■ Work instructions
Lines from the one containing "Give one point for each instance of the distant" to the end of the entries below must be reproduced exactly, with both end lines kept and no other line added.
**** Data for review ****
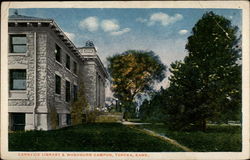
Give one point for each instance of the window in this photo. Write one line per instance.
(58, 84)
(68, 61)
(58, 119)
(75, 92)
(75, 67)
(18, 44)
(17, 79)
(68, 119)
(18, 120)
(67, 91)
(58, 53)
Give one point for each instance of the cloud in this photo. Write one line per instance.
(110, 25)
(183, 31)
(162, 18)
(117, 33)
(141, 20)
(71, 36)
(90, 23)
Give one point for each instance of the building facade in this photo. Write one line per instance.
(45, 69)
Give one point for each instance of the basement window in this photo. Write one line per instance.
(58, 53)
(67, 91)
(58, 84)
(68, 61)
(18, 121)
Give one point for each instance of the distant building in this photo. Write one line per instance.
(45, 68)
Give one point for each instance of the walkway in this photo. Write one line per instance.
(152, 133)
****
■ Solution
Give one point for each instance of the distant building in this photo. Write one line per instance.
(45, 68)
Give one point for each instance of the walkway in this photo. Write one line per instance.
(152, 133)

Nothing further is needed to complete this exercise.